**TO DO**
Look in the data below for the line that contains "For the evaluation set, tag each instance of the hard". Copy that line and the remaining lines exactly.

**SOURCE MATERIAL**

• • •

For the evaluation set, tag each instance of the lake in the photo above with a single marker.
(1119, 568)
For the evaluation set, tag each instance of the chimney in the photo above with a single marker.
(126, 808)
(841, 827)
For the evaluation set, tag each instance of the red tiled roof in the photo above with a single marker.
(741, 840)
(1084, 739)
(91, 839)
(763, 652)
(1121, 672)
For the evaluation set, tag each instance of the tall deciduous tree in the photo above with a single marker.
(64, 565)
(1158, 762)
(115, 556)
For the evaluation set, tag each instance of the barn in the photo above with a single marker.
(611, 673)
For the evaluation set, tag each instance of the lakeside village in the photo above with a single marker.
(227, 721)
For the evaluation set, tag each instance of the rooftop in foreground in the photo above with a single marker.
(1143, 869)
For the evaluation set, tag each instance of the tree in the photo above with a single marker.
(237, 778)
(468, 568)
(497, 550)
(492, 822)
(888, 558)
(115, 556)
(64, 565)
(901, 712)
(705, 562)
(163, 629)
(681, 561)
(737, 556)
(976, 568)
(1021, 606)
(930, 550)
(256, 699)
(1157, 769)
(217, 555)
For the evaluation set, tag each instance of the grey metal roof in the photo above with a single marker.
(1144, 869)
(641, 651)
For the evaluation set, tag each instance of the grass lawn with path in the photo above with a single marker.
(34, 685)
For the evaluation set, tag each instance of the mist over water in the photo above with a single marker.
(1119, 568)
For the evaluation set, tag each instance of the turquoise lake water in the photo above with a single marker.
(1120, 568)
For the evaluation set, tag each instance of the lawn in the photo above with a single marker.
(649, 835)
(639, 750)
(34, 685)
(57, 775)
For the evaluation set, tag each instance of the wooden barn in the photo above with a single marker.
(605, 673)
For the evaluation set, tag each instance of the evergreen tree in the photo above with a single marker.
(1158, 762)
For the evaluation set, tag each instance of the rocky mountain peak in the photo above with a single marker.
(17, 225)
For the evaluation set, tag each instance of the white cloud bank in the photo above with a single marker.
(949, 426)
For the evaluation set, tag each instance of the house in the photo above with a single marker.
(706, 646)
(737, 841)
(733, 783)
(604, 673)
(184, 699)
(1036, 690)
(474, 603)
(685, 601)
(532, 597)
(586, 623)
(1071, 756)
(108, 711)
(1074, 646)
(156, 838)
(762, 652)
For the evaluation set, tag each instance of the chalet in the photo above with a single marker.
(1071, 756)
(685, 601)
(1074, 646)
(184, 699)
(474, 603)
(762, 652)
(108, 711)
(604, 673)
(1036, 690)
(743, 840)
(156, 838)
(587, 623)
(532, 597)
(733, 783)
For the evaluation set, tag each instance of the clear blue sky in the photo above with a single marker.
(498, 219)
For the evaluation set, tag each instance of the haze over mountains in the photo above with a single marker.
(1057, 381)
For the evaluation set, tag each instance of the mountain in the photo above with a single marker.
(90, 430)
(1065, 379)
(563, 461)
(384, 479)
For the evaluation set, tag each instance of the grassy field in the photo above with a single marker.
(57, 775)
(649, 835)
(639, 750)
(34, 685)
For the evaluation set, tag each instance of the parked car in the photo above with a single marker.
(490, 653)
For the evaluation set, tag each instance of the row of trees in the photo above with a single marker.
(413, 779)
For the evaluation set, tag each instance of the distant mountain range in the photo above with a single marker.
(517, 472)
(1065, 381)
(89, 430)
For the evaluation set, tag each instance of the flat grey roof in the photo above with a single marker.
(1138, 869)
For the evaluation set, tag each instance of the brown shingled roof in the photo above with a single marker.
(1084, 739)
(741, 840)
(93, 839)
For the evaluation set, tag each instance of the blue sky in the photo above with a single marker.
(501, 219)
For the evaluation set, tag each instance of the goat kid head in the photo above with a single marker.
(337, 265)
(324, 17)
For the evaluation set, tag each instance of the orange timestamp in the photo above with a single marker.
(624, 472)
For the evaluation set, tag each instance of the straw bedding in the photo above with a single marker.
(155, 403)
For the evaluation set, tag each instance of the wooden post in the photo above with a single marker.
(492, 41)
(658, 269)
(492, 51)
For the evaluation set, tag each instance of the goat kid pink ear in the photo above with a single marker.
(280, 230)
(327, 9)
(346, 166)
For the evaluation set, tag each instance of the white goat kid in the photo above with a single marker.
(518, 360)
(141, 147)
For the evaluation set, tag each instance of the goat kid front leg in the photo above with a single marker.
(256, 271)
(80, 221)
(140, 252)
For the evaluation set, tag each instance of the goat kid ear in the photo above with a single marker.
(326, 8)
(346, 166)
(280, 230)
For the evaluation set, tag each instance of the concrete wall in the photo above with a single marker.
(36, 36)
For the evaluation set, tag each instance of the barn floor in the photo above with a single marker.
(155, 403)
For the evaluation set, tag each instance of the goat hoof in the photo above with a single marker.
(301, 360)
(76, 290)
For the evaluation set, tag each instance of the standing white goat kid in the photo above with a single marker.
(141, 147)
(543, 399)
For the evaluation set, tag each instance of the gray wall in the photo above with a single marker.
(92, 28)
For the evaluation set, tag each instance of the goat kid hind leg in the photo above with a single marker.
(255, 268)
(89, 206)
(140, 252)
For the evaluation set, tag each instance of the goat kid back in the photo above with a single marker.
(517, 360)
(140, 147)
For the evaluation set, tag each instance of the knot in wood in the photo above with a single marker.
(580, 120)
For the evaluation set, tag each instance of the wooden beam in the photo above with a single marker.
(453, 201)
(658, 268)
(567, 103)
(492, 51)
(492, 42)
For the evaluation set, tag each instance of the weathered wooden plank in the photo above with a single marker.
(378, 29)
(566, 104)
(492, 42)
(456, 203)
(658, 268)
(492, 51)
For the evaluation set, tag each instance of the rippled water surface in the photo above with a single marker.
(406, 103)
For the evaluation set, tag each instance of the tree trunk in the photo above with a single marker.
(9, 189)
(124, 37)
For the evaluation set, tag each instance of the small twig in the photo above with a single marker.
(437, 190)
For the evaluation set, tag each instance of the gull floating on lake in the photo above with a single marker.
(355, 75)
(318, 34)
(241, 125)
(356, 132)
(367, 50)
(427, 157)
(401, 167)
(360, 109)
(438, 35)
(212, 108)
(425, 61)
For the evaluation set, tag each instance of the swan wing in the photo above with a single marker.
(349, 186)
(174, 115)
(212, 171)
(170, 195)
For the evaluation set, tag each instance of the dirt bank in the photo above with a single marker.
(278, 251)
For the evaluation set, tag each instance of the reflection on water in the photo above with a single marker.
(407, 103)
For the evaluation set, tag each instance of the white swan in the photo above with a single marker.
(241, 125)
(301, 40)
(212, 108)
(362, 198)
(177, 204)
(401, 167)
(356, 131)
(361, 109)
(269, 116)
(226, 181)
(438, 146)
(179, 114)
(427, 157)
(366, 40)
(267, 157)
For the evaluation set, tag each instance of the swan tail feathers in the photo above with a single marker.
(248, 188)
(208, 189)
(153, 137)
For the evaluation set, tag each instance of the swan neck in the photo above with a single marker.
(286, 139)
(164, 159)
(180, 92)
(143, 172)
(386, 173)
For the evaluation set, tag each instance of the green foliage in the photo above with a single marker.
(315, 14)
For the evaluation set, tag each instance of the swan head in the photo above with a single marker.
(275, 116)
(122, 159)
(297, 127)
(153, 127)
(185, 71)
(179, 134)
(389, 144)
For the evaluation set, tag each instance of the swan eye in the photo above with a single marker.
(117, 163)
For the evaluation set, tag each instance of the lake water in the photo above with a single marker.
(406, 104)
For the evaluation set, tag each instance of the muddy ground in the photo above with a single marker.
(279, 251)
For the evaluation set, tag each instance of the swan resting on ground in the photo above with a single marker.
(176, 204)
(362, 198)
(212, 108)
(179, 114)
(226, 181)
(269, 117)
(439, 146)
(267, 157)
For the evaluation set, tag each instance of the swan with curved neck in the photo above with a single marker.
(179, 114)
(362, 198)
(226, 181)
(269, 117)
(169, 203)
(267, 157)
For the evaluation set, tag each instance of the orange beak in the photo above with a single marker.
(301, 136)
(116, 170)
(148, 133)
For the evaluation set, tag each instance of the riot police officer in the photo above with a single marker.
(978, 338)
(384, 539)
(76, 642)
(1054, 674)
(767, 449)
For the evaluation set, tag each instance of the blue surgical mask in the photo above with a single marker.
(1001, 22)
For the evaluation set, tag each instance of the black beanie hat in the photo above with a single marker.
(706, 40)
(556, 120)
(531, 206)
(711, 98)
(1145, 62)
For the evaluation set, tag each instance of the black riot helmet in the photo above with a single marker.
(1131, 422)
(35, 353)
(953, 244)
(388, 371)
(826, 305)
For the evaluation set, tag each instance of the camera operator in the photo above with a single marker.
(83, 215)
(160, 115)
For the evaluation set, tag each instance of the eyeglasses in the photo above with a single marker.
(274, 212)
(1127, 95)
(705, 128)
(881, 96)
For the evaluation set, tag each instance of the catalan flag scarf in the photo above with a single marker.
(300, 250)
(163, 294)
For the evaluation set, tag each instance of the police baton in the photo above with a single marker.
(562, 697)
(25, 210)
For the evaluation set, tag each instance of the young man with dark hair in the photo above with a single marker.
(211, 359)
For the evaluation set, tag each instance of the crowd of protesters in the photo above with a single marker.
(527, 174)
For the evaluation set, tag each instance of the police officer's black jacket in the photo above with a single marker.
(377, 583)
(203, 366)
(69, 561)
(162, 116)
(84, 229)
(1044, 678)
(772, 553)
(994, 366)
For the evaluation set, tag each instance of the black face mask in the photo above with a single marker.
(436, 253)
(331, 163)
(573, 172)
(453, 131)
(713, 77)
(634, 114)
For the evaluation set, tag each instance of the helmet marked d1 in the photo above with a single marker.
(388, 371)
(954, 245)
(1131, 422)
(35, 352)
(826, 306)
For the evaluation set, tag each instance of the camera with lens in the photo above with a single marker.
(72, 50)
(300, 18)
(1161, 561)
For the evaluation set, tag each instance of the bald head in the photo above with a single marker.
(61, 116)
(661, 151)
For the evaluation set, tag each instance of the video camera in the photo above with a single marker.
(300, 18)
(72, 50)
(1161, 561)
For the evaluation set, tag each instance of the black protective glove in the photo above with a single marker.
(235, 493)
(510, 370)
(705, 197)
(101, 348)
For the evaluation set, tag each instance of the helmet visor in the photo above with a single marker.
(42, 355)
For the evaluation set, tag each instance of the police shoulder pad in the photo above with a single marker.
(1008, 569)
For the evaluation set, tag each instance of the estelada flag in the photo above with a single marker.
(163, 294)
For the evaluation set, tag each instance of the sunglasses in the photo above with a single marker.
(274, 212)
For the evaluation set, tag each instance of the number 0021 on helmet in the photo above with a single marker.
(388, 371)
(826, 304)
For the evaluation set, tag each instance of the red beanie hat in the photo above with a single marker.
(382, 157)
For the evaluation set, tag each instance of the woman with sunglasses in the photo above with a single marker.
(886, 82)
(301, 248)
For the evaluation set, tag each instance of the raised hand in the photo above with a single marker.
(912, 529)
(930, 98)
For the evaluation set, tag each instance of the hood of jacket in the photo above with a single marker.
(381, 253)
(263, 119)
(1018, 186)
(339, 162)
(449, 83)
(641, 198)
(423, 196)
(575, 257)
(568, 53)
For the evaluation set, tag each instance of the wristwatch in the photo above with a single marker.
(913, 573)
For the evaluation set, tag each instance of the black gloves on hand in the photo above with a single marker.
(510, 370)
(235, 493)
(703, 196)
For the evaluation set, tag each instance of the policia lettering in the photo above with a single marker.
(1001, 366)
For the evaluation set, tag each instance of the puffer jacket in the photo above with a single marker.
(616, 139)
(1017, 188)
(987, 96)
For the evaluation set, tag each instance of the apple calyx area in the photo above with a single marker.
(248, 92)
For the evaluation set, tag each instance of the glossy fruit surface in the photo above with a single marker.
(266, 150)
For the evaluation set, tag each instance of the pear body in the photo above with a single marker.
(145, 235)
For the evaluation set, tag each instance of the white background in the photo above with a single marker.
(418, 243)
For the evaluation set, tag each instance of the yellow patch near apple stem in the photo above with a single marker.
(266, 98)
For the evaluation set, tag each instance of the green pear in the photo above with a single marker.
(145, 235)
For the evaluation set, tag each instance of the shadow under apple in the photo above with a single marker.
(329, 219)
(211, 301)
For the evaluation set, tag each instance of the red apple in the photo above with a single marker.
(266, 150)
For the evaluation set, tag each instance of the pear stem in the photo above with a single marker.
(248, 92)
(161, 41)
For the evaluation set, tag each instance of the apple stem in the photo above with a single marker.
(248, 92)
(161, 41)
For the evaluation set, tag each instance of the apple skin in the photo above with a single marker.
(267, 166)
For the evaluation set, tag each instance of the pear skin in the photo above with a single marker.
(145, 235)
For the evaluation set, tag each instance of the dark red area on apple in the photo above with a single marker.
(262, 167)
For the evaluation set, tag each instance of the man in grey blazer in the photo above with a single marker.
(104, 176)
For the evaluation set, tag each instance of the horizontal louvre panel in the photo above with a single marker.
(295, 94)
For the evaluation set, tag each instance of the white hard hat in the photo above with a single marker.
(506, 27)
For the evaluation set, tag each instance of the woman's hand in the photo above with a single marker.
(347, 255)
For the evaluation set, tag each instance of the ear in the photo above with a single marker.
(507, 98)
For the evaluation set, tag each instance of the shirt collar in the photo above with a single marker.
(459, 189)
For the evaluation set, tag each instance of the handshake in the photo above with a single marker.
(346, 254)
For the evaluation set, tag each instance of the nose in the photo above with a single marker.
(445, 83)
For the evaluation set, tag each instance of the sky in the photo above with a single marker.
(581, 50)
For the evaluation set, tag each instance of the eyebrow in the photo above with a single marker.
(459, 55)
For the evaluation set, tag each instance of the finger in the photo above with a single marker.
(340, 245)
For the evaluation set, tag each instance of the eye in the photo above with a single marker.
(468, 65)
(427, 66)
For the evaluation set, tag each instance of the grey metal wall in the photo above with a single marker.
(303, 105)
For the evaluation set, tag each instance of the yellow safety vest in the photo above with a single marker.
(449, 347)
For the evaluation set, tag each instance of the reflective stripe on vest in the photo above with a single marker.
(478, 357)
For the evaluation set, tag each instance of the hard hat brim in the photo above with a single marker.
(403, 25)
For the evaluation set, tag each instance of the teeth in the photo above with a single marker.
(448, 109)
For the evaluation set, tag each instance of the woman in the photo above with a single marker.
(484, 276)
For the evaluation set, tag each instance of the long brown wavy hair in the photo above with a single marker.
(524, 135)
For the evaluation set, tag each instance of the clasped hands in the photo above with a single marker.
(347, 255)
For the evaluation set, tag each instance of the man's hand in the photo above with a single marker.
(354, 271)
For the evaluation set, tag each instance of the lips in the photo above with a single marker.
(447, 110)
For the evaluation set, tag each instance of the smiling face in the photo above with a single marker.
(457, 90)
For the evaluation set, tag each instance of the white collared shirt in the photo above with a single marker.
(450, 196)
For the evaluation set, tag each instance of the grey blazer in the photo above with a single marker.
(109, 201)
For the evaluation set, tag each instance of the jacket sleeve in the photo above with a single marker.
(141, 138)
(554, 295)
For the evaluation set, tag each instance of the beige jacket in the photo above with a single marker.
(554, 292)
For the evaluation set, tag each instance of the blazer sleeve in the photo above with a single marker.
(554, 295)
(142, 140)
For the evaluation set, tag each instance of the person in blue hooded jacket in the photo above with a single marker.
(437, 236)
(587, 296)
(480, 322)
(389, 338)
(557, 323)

• • •

**EXPECTED OUTPUT**
For the evaluation set, tag each instance of the hard hat brim in the photo above with a single marker.
(403, 25)
For the evaluation set, tag each instance of the teeth in the photo above with a single marker.
(448, 109)
For the evaluation set, tag each instance of the woman in the photo above with a single marker.
(484, 276)
For the evaluation set, tag each instance of the long brown wavy hair in the photo above with a single marker.
(524, 135)
For the evaluation set, tag each instance of the clasped hands in the photo above with a single marker.
(347, 255)
For the evaluation set, tag each instance of the man's hand in the photo above with a single marker.
(354, 271)
For the evaluation set, tag each instance of the lips in the photo above with a single marker.
(447, 110)
For the evaluation set, tag each instance of the smiling face in the photo above with a single marker.
(457, 90)
For the evaluation set, tag each instance of the white collared shirt in the photo above with a single marker.
(450, 196)
For the evaluation set, tag each instance of the grey blazer in the photo above with a single marker.
(109, 201)
For the evaluation set, tag each instance of the jacket sleeve in the photo above with a single marker.
(141, 138)
(554, 295)
For the evaluation set, tag each instance of the beige jacket in the photo above with a single marker.
(554, 292)
For the evaluation set, tag each instance of the blazer sleeve in the photo above with a single marker.
(554, 295)
(142, 140)
For the evaluation set, tag each instance of the person in blue hooded jacket in the photo above with a single marker.
(437, 236)
(587, 296)
(480, 322)
(389, 338)
(557, 323)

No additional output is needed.